Stated goal: Please filter the rows below and copy out every line that contains the string "green". Case counts, so match capitals and lowercase letters exactly.

Extracted records:
☆ ☆ ☆ ☆

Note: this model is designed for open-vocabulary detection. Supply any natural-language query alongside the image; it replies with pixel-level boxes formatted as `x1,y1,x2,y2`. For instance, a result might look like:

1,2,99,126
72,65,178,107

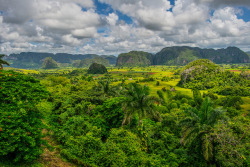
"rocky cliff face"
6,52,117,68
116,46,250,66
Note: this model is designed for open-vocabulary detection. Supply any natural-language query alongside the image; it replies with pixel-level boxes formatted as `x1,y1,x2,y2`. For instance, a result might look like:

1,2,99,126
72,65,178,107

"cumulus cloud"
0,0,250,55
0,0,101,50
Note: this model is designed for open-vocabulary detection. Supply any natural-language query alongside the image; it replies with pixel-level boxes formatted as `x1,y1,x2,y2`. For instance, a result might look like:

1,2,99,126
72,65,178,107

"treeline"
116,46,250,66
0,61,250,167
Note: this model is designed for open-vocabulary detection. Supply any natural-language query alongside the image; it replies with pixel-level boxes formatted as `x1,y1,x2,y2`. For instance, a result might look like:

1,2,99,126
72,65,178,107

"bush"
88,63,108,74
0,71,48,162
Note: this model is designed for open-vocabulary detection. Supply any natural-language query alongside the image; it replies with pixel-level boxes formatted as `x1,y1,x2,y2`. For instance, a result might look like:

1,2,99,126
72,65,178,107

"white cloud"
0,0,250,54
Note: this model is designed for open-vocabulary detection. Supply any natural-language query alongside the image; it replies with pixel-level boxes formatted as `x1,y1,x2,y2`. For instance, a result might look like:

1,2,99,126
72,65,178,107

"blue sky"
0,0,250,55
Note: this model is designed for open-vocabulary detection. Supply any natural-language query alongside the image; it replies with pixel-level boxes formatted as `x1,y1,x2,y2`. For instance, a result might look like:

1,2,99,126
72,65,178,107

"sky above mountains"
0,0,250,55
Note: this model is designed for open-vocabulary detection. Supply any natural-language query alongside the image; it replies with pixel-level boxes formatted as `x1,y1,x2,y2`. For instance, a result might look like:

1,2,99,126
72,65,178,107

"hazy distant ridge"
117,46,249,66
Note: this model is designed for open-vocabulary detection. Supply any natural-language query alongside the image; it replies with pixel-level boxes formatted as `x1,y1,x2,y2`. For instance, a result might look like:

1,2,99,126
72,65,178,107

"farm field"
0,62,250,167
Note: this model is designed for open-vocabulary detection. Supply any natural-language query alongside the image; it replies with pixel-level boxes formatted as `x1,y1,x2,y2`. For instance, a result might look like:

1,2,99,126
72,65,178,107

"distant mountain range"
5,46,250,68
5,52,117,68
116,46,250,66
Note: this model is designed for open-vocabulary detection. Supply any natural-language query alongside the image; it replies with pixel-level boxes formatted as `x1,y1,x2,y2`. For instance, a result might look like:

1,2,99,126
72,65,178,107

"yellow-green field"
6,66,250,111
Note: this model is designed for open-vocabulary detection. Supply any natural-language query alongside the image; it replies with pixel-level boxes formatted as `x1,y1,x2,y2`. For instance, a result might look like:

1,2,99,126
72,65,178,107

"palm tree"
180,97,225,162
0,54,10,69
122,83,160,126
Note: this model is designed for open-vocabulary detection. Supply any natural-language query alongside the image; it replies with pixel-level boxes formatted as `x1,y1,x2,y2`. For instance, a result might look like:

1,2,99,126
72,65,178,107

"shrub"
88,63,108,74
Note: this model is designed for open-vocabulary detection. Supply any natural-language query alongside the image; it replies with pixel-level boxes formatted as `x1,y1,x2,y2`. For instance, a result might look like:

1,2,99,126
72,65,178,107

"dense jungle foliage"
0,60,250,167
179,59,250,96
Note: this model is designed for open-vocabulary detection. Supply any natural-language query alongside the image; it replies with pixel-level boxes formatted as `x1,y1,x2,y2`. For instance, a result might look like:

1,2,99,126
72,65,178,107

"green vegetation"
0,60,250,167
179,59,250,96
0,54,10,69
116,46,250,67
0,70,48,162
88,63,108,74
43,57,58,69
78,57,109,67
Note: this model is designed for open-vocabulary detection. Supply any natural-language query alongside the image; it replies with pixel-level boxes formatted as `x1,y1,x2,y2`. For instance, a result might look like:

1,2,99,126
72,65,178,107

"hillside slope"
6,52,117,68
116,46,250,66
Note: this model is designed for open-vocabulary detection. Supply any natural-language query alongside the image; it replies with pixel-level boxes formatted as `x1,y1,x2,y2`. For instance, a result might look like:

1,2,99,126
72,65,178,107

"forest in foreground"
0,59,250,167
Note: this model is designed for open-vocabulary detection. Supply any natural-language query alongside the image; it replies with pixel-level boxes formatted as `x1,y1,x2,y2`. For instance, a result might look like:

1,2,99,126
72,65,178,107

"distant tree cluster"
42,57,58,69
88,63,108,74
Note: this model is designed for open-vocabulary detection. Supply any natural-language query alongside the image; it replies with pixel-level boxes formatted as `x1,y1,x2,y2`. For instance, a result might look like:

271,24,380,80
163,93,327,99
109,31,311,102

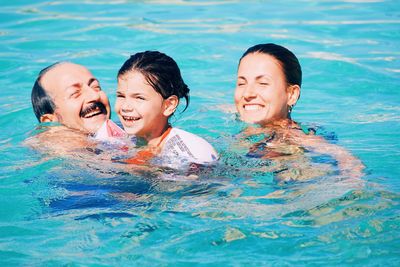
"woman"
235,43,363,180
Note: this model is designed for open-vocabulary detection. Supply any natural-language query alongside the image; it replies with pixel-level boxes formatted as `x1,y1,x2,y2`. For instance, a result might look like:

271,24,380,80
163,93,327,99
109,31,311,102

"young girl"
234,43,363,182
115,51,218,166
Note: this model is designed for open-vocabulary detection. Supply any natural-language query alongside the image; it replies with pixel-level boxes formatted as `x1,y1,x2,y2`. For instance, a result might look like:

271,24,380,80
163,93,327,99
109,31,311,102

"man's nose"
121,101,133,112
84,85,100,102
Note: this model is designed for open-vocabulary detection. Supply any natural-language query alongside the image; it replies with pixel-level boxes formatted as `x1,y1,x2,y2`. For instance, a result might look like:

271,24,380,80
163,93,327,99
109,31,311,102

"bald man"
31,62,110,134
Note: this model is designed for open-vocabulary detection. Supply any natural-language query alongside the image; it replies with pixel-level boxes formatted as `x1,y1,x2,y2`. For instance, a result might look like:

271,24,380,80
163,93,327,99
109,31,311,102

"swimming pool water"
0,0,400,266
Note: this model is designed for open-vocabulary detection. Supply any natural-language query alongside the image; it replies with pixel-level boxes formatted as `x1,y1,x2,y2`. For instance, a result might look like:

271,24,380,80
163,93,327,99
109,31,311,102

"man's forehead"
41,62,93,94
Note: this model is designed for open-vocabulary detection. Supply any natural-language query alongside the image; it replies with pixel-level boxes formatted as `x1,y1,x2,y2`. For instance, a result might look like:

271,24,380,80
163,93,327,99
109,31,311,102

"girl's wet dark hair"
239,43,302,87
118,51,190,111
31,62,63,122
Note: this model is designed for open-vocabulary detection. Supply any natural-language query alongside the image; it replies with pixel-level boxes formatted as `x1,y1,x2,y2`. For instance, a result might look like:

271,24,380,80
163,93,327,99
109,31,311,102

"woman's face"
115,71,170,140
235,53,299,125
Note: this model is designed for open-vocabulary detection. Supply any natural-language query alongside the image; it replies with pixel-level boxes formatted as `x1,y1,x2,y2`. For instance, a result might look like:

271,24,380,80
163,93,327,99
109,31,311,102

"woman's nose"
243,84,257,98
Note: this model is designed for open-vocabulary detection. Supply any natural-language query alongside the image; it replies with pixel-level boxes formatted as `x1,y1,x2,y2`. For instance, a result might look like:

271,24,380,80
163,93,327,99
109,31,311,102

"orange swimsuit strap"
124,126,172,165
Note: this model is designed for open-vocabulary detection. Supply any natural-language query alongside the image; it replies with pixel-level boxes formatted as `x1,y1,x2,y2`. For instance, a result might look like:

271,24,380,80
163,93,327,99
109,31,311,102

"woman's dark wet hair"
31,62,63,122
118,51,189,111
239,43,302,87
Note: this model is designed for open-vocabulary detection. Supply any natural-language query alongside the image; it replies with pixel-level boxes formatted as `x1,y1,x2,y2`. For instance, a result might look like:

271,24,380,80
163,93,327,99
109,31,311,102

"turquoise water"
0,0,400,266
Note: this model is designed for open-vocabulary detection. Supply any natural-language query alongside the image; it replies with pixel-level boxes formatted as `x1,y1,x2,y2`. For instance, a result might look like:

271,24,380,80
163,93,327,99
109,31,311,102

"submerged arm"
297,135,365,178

☆ ☆ ☆ ☆

Exercise result:
"yellow-green field"
"green vegetation"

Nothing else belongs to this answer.